Problem description
The data below must be repeated exactly. Leave nothing out.

══════════

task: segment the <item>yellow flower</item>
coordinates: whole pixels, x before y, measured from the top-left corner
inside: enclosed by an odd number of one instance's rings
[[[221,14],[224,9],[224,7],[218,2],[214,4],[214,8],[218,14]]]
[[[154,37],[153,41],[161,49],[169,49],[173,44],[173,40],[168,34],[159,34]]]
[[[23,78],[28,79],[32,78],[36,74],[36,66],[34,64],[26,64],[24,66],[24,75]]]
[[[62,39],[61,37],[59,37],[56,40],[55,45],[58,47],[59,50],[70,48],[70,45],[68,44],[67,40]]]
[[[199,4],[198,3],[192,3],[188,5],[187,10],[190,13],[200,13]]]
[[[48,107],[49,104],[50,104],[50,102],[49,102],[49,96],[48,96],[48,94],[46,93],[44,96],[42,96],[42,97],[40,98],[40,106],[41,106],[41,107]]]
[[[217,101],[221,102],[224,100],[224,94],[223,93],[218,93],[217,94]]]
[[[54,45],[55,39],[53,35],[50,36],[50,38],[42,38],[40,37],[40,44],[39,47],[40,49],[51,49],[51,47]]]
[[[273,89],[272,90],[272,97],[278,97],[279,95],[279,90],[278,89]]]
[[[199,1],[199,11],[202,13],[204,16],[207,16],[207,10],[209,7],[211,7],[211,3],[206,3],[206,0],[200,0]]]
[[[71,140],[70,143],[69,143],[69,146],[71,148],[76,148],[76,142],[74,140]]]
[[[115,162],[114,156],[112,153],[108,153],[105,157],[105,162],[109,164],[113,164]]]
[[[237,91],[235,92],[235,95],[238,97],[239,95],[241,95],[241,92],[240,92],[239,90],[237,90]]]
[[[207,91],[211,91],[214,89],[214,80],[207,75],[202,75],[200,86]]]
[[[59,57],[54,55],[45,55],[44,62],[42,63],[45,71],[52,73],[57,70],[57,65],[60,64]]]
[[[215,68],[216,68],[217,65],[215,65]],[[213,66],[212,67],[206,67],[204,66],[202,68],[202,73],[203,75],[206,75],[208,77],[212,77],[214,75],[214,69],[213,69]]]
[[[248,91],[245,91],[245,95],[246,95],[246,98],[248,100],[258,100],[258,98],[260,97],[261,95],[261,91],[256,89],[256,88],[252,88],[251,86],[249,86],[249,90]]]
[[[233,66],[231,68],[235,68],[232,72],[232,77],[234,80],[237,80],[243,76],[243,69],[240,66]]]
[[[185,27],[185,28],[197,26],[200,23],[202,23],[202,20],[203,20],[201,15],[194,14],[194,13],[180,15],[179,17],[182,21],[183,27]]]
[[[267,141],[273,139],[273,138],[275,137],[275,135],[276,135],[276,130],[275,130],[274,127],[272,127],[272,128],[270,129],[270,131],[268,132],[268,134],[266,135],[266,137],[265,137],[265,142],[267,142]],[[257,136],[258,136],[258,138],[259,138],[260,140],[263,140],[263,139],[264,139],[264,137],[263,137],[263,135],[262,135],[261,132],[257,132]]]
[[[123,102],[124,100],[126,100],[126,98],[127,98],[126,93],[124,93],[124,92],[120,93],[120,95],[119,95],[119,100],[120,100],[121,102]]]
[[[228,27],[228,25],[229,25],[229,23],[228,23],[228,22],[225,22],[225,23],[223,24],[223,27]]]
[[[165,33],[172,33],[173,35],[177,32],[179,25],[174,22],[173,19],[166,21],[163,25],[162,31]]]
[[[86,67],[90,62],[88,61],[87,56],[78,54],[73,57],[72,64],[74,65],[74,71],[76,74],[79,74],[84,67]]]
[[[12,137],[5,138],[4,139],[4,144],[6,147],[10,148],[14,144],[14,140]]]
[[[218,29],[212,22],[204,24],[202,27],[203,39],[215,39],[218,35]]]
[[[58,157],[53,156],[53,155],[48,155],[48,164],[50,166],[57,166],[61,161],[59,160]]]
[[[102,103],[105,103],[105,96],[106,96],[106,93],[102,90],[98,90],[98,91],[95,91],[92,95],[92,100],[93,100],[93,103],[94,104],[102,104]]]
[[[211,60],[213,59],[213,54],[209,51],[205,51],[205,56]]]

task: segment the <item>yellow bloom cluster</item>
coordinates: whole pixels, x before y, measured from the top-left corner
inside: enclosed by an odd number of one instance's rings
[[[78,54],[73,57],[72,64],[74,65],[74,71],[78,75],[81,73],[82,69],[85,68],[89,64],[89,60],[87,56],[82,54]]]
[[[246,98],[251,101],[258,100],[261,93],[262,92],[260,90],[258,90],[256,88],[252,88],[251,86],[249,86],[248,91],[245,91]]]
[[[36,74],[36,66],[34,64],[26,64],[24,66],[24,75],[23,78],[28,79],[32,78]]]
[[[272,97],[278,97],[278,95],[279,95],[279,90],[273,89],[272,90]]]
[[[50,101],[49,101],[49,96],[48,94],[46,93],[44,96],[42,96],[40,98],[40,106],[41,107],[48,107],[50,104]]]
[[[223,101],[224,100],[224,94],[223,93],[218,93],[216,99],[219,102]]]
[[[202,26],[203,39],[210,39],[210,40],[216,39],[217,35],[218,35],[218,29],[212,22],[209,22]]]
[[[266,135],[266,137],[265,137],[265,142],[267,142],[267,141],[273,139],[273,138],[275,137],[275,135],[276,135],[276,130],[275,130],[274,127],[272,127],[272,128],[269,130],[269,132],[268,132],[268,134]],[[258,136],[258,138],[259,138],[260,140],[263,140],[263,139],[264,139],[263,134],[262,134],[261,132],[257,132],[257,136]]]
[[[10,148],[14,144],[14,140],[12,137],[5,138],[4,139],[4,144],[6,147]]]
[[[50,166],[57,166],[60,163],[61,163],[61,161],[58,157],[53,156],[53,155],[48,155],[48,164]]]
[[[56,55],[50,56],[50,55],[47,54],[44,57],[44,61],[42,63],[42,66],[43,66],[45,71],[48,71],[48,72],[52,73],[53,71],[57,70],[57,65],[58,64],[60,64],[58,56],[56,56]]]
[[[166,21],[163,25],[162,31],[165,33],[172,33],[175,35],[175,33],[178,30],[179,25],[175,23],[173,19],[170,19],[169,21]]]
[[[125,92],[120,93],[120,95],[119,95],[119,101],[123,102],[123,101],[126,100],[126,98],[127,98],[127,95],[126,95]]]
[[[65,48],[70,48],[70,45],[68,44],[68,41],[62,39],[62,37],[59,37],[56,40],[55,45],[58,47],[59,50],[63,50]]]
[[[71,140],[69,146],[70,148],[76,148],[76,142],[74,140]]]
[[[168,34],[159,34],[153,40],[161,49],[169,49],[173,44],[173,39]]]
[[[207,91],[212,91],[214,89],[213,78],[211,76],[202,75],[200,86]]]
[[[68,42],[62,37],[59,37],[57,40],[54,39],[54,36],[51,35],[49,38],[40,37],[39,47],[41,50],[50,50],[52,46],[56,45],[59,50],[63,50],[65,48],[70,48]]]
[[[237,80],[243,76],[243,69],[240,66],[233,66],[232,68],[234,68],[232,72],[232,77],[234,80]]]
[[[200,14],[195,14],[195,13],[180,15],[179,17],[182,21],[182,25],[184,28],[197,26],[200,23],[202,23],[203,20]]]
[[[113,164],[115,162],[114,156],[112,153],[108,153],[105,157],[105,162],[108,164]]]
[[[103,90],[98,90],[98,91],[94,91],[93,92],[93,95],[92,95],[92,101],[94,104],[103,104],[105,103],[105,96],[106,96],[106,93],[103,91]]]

══════════

Expected answer
task: segment the <item>yellow flower</item>
coordinates: whole pixels, x before y, measured from the top-left corner
inside: enclosed by an odd number of one instance's rings
[[[221,14],[224,9],[224,7],[218,2],[214,4],[214,8],[218,14]]]
[[[154,37],[153,41],[161,49],[169,49],[173,44],[173,40],[168,34],[159,34]]]
[[[23,78],[28,79],[32,78],[36,74],[36,66],[34,64],[26,64],[24,66],[24,75]]]
[[[62,39],[61,37],[59,37],[56,40],[55,45],[58,47],[59,50],[70,48],[70,45],[68,44],[67,40]]]
[[[199,4],[198,3],[192,3],[188,5],[187,10],[190,13],[200,13]]]
[[[48,107],[49,104],[50,104],[50,102],[49,102],[49,96],[48,96],[48,94],[46,93],[44,96],[42,96],[42,97],[40,98],[40,106],[41,106],[41,107]]]
[[[217,101],[221,102],[224,100],[224,94],[223,93],[218,93],[217,94]]]
[[[54,45],[55,39],[53,35],[50,36],[50,38],[42,38],[40,37],[40,44],[39,47],[40,49],[51,49],[51,47]]]
[[[273,89],[272,90],[272,97],[278,97],[279,95],[279,90],[278,89]]]
[[[199,1],[199,11],[202,13],[204,16],[207,16],[207,10],[209,7],[211,7],[211,3],[206,3],[206,0],[200,0]]]
[[[71,140],[70,143],[69,143],[69,146],[71,148],[76,148],[76,142],[74,140]]]
[[[115,162],[114,156],[112,153],[108,153],[105,157],[105,162],[109,164],[113,164]]]
[[[237,91],[235,92],[235,95],[238,97],[239,95],[241,95],[241,92],[240,92],[239,90],[237,90]]]
[[[207,91],[211,91],[214,89],[214,80],[207,75],[202,75],[200,86]]]
[[[59,57],[54,55],[45,55],[44,62],[42,63],[45,71],[52,73],[57,70],[57,65],[60,64]]]
[[[215,68],[216,68],[217,65],[215,65]],[[213,66],[212,67],[206,67],[204,66],[202,68],[202,73],[203,75],[206,75],[208,77],[212,77],[214,75],[214,69],[213,69]]]
[[[248,91],[245,91],[245,95],[246,95],[246,98],[248,100],[258,100],[258,98],[260,97],[261,95],[261,91],[256,89],[256,88],[252,88],[251,86],[249,86],[249,90]]]
[[[233,66],[231,68],[235,68],[232,72],[232,77],[234,80],[237,80],[243,76],[243,69],[240,66]]]
[[[185,27],[185,28],[197,26],[200,23],[202,23],[202,20],[203,20],[201,15],[194,14],[194,13],[180,15],[179,17],[182,21],[183,27]]]
[[[267,141],[273,139],[273,138],[275,137],[275,135],[276,135],[276,130],[275,130],[274,127],[272,127],[272,128],[270,129],[270,131],[268,132],[268,134],[266,135],[266,137],[265,137],[265,142],[267,142]],[[257,136],[258,136],[258,138],[259,138],[260,140],[263,140],[263,139],[264,139],[264,137],[263,137],[263,135],[262,135],[261,132],[257,132]]]
[[[123,102],[124,100],[126,100],[126,98],[127,98],[126,93],[124,93],[124,92],[120,93],[120,95],[119,95],[119,100],[120,100],[121,102]]]
[[[228,27],[228,25],[229,25],[229,23],[228,23],[228,22],[225,22],[225,23],[223,24],[223,27]]]
[[[165,33],[172,33],[173,35],[177,32],[179,25],[174,22],[173,19],[166,21],[163,25],[162,31]]]
[[[86,67],[90,62],[88,61],[87,56],[78,54],[73,57],[72,64],[74,65],[74,71],[76,74],[79,74],[84,67]]]
[[[12,137],[5,138],[4,139],[4,144],[6,147],[10,148],[14,144],[14,140]]]
[[[218,29],[212,22],[204,24],[202,27],[203,39],[215,39],[218,35]]]
[[[58,157],[53,156],[53,155],[48,155],[48,164],[50,166],[57,166],[61,161],[59,160]]]
[[[102,103],[105,103],[105,96],[106,96],[106,93],[102,90],[98,90],[98,91],[95,91],[92,95],[92,100],[93,100],[93,103],[94,104],[102,104]]]
[[[211,60],[213,59],[213,54],[209,51],[205,51],[205,56]]]

task: segment the <item>yellow bloom cluster</item>
coordinates: whole pixels, x before y, measured from the top-left corner
inside: enclosed by an odd number of one instance's rings
[[[78,54],[73,57],[72,64],[74,65],[74,71],[78,75],[81,73],[82,69],[85,68],[89,64],[89,60],[87,56],[82,54]]]
[[[246,98],[251,101],[258,100],[261,93],[262,92],[260,90],[258,90],[256,88],[252,88],[251,86],[249,86],[248,91],[245,91]]]
[[[36,74],[36,66],[34,64],[26,64],[24,66],[24,75],[23,78],[28,79],[32,78]]]
[[[272,97],[278,97],[278,95],[279,95],[279,90],[273,89],[272,90]]]
[[[50,101],[49,101],[49,96],[48,94],[46,93],[44,96],[42,96],[40,98],[40,106],[41,107],[48,107],[50,104]]]
[[[223,101],[224,100],[224,94],[223,93],[218,93],[216,99],[219,102]]]
[[[202,26],[203,39],[210,39],[210,40],[216,39],[217,35],[218,35],[218,29],[212,22],[209,22]]]
[[[266,135],[266,137],[265,137],[265,142],[267,142],[267,141],[273,139],[273,138],[275,137],[275,135],[276,135],[276,130],[275,130],[274,127],[272,127],[272,128],[269,130],[269,132],[268,132],[268,134]],[[258,136],[258,138],[259,138],[260,140],[263,140],[263,139],[264,139],[263,134],[262,134],[261,132],[257,132],[257,136]]]
[[[10,148],[14,144],[14,140],[12,137],[5,138],[4,139],[4,144],[6,147]]]
[[[50,166],[57,166],[60,163],[61,163],[61,161],[58,157],[53,156],[53,155],[48,155],[48,164]]]
[[[56,55],[50,56],[50,55],[47,54],[44,57],[44,61],[42,63],[42,66],[43,66],[45,71],[48,71],[48,72],[52,73],[53,71],[57,70],[57,65],[58,64],[60,64],[58,56],[56,56]]]
[[[166,21],[163,25],[162,31],[165,33],[172,33],[175,35],[175,33],[178,30],[179,25],[175,23],[173,19],[170,19],[169,21]]]
[[[125,92],[120,93],[120,95],[119,95],[119,101],[123,102],[123,101],[126,100],[126,98],[127,98],[127,95],[126,95]]]
[[[65,48],[70,48],[70,45],[68,44],[68,41],[62,39],[62,37],[59,37],[56,40],[55,45],[58,47],[59,50],[63,50]]]
[[[71,140],[69,146],[70,148],[76,148],[76,142],[74,140]]]
[[[168,34],[159,34],[153,40],[161,49],[169,49],[173,44],[173,39]]]
[[[207,91],[212,91],[214,89],[213,78],[211,76],[202,75],[200,86]]]
[[[68,42],[62,37],[59,37],[57,40],[54,39],[54,36],[51,35],[49,38],[40,37],[39,47],[41,50],[50,50],[52,46],[56,45],[59,50],[63,50],[65,48],[70,48]]]
[[[237,80],[243,76],[243,69],[240,66],[233,66],[232,68],[234,68],[232,72],[232,77],[234,80]]]
[[[200,14],[195,14],[195,13],[180,15],[179,17],[182,21],[182,25],[184,28],[197,26],[200,23],[202,23],[203,20]]]
[[[113,164],[115,162],[114,156],[112,153],[108,153],[105,157],[105,162],[108,164]]]
[[[103,90],[98,90],[98,91],[94,91],[93,92],[93,95],[92,95],[92,101],[94,104],[103,104],[105,103],[105,96],[106,96],[106,93],[103,91]]]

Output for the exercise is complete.